◆ Excerpted passage:
New Yorkers are of course happy the strike is over, and most surely hope that, when the vote is completed this week, transit workers will have approved their proposed new contract. But Silver is not alone in believing that something good came out of the strike -- a hint of what New York could do to combat congestion caused by cars and trucks.

Because such congestion pollutes the air, wastes energy, threatens pedestrians and cyclists, and affects the quality of life, a growing number of individuals and organizations say New Yorkers should not have to put up with it anymore. For inspiration many look to London, which three years ago began charging drivers to enter the city's auto-clogged central district during peak hours. (That's not all London has done: See New York Needs A London Plan by Stephen Hammer.) Although Mayor Michael Bloomberg has said that such a plan, popularly known as congestion pricing or value pricing, is not on his agenda, advocates still plan to pursue it along with other strategies that might ease traffic throughout the city.
THE PROBLEM

New York City has a low rate of car ownership and remains the one major American city where most people do not even own a car. Almost half of New Yorkers use public transportation to get to work -- about ten times the national average, according to a report (in pdf format) by the Natural Resources Defense Council. Since many others walk or bike, only 360,000 New Yorkers drive cars to get to their jobs. Nevertheless, every weekday some 800,000 cars enter Manhattan south of 60th Street.

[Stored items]
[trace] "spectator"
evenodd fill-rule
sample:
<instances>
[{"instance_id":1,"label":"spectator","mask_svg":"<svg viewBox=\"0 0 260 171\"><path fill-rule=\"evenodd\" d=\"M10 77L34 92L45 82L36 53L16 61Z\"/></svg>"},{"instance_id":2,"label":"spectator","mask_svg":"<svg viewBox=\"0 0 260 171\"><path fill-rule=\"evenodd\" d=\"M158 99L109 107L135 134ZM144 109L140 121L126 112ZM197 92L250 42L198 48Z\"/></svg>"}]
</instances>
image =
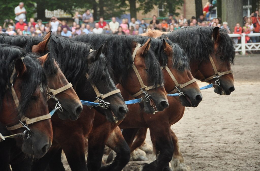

◆ What this exercise asks:
1 - According to the passage on New York traffic congestion, what are the effects of congestion from cars and trucks? List all of them.
2 - From the passage on New York traffic congestion, reproduce the stretch from "THE PROBLEM" through "of 60th Street." word for word.
The rows were drawn from a different source than the passage on New York traffic congestion.

◆ Set of answers:
1 -
- It pollutes the air.
- It wastes energy.
- It threatens pedestrians and cyclists.
- It affects the quality of life.

2 -
THE PROBLEM

New York City has a low rate of car ownership and remains the one major American city where most people do not even own a car. Almost half of New Yorkers use public transportation to get to work -- about ten times the national average, according to a report (in pdf format) by the Natural Resources Defense Council. Since many others walk or bike, only 360,000 New Yorkers drive cars to get to their jobs. Nevertheless, every weekday some 800,000 cars enter Manhattan south of 60th Street.